What is being asked ::
In the records below, find the line containing "Category: tree trunk" and retype it and every line after it exactly, adding nothing.

Data shown START

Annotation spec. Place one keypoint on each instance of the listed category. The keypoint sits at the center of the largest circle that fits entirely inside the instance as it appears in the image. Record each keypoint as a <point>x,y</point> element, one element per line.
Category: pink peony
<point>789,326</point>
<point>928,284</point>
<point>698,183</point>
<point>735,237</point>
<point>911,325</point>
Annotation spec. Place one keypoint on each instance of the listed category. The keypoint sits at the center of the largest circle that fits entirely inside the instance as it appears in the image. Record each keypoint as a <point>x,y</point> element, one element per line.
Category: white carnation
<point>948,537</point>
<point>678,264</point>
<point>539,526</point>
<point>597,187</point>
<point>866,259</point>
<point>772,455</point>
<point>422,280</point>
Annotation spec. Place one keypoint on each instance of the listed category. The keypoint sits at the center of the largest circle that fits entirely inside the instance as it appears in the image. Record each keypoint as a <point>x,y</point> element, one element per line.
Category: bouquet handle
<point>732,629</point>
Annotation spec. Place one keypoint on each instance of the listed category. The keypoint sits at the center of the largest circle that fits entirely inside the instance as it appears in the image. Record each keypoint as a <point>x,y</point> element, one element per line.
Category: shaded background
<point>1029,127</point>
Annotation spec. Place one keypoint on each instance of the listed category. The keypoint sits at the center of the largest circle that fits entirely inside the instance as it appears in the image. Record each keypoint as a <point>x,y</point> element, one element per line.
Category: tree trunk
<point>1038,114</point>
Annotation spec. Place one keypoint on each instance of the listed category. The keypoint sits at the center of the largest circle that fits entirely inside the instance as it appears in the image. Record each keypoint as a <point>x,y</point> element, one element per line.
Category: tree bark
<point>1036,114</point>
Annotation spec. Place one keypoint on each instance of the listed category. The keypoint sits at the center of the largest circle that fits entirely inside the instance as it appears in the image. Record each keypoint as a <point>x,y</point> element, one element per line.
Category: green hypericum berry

Data shown END

Solution ::
Category: tree trunk
<point>1038,114</point>
Annotation spec. Place one keypoint on each instance of the listed category. The keypoint sits at the center of the largest circle that fits entirely inside the instance as it appears in the image. Record each keypoint as a <point>x,y</point> element, one element per line.
Category: tree bark
<point>1036,114</point>
Annotation spec. Place one keypoint on each instance of the listed category. The keypoint sits at the center of the largest circle that fits entirely inside the instance as it appears in the image. Record each keypoint as a <point>x,y</point> element, one element per line.
Category: green hypericum berry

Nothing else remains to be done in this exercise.